▶ **Selected extract**
——————————
TSW: Are you saying we see more when we exist in those gray spaces?

SDO: It’s a very tricky thing. I like to compare David Mogo’s experience to my own experience as someone who grew up in Nigeria currently living in the US. When I am asked questions, I have to think as someone who is living in the US but grew up in Nigeria, but also is not American. To Nigerians, I am not quite Nigerian because I am not living there. So I always have to do mental gymnastics in a way that is not really the same as if I were living in Nigeria right now, and I get asked questions without having any experience of living in America. I would just have a very Nigerian perspective about it. I’m always having to perform these cyclical, mental processes all the time, because things are just much more complex being in that space where you can see all sides.

TSW: The term code-switching comes to mind. In your book, if David Mogo is among gods, he will react a certain way. And vice versa with humans. He has to consider a lot more because he understands a lot more.

SDO: Even outside the simple god-human scale, even in a city like Lagos, David Mogo isn’t really from Lagos, so he’s also a bit of a foreigner even in his home city, which adds a layer of complexity. For instance, Yoruba is spoken very commonly in Lagos, but David doesn’t understand it. Someone has to tell him what someone else is saying in Yoruba. At the same time, he has to speak Nigerian pidgin English to his wizard grandfather, because that’s what his foster father speaks. He’s jumping between all of these places at the same time. He is a different person to each of these people, and that’s just one of the realities of being that kind of middle person. You have to be somewhat different, or a different version of yourself, at different times. That’s something I love to explore because that’s something I’ve had to do a lot.

TSW: In terms of craft, how do you keep track of all these different relationships?
——————————
Object position labeling items
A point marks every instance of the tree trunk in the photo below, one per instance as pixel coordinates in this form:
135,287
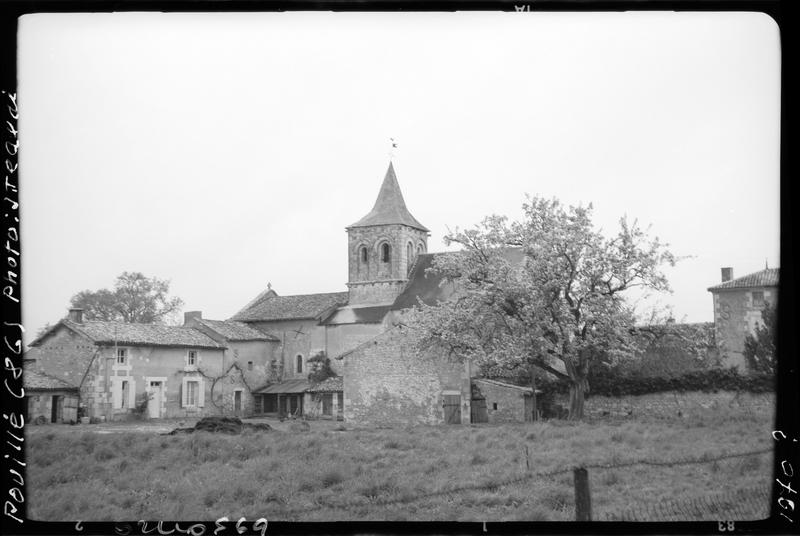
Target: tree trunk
533,394
576,396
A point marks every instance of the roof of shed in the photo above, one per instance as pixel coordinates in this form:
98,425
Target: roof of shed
273,307
236,331
328,385
289,386
497,383
390,207
102,332
765,278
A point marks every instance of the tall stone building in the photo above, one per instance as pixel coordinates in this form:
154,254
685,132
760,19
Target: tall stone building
378,379
737,310
382,247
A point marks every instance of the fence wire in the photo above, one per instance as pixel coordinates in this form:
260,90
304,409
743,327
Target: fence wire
744,503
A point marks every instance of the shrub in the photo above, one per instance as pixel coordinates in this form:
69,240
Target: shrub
477,459
103,454
331,478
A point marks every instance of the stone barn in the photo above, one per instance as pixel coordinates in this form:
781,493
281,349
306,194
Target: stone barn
48,399
385,382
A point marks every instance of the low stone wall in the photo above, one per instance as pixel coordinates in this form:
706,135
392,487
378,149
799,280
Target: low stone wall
671,403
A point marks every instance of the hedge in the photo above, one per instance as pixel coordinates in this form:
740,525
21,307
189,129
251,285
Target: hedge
607,382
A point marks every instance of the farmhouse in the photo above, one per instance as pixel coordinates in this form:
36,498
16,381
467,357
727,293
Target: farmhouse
164,371
737,309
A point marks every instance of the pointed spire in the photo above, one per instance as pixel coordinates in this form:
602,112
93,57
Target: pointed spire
390,207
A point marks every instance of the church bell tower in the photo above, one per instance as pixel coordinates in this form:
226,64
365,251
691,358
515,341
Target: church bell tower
382,247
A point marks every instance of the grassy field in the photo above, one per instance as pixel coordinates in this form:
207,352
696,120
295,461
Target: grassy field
389,474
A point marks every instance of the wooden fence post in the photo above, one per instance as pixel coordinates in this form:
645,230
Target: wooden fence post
583,499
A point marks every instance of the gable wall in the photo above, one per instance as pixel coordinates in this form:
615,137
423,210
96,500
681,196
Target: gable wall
385,382
65,355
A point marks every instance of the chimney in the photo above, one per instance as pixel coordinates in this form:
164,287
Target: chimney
190,316
727,274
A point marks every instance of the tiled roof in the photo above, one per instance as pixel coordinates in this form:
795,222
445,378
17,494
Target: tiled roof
289,386
291,307
390,207
765,278
33,379
326,386
236,331
358,315
505,385
101,332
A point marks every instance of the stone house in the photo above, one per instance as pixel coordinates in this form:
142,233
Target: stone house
738,303
164,371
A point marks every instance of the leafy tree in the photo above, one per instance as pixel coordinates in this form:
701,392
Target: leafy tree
135,298
545,292
759,348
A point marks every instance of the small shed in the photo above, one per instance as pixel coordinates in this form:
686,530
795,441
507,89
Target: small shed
495,401
49,399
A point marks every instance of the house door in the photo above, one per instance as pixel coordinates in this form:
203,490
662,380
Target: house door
237,402
55,408
452,409
154,401
530,410
327,404
478,411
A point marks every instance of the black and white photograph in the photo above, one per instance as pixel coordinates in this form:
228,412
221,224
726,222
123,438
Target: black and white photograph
461,266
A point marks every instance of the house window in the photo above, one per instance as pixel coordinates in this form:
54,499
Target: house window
125,394
192,390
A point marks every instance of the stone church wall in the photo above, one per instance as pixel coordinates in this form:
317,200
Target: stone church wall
386,383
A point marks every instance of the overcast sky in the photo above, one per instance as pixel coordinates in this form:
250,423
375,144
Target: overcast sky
223,152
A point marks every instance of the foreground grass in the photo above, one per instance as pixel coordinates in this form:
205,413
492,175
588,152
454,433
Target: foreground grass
325,475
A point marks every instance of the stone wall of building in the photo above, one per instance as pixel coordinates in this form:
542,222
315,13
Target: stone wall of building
375,281
40,404
387,383
65,355
503,404
735,317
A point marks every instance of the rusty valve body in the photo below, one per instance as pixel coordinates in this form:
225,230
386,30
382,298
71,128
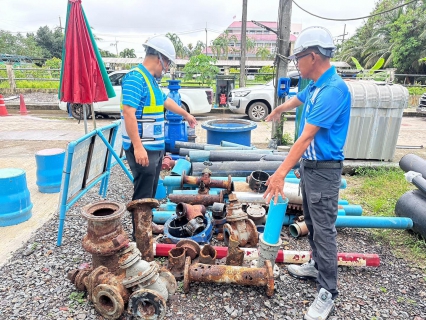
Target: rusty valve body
238,225
142,215
199,272
105,235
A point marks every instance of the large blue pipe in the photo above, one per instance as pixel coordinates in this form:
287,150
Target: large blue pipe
275,219
374,222
181,165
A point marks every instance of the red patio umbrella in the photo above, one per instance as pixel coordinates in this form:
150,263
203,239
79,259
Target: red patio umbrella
83,75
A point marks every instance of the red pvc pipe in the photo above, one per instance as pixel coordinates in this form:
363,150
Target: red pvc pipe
287,256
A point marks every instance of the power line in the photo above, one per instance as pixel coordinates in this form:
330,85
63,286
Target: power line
350,19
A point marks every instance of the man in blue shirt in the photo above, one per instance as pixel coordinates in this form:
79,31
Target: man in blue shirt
322,135
142,116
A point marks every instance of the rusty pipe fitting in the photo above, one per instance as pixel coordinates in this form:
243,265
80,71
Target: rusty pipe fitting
142,214
168,163
204,199
199,272
105,235
104,289
206,182
208,254
298,228
190,211
238,225
176,262
235,256
192,248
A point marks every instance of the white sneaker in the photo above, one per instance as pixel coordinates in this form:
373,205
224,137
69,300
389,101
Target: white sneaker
322,306
304,271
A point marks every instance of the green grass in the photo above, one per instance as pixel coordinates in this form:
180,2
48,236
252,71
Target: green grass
377,191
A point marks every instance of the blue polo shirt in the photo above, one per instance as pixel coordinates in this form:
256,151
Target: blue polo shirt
327,105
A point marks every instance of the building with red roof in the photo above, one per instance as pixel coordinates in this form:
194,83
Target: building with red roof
262,37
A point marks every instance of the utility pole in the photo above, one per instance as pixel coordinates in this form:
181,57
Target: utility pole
283,46
116,46
243,45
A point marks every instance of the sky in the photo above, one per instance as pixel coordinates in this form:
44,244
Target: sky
129,23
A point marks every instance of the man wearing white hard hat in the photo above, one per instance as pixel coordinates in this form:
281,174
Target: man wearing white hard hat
142,116
323,129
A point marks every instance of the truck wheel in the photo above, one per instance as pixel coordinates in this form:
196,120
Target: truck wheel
258,111
77,111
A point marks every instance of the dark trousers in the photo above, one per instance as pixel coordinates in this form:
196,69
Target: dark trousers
320,192
145,179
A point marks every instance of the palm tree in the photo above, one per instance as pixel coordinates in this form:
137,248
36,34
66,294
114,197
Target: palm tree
220,45
128,53
177,43
263,53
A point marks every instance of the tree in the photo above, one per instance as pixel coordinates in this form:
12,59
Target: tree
51,41
19,45
177,43
220,45
190,51
128,53
201,66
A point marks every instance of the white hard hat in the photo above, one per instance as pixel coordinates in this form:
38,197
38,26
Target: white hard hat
318,37
163,45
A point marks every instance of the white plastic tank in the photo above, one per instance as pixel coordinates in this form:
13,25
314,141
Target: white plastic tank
376,113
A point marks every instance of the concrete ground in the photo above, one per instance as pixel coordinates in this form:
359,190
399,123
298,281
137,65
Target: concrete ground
22,136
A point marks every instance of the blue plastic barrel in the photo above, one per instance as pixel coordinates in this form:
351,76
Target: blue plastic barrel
232,130
50,164
161,192
15,202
——————————
▶ **Written request 1**
Please duplicate the interview excerpt from "SDO: It’s a" to "see all sides.".
▶ **Written request 2**
According to the interview excerpt, what language does David Mogo speak to his wizard grandfather?

▶ **Full solution 1**
SDO: It’s a very tricky thing. I like to compare David Mogo’s experience to my own experience as someone who grew up in Nigeria currently living in the US. When I am asked questions, I have to think as someone who is living in the US but grew up in Nigeria, but also is not American. To Nigerians, I am not quite Nigerian because I am not living there. So I always have to do mental gymnastics in a way that is not really the same as if I were living in Nigeria right now, and I get asked questions without having any experience of living in America. I would just have a very Nigerian perspective about it. I’m always having to perform these cyclical, mental processes all the time, because things are just much more complex being in that space where you can see all sides.

▶ **Full solution 2**
Nigerian pidgin English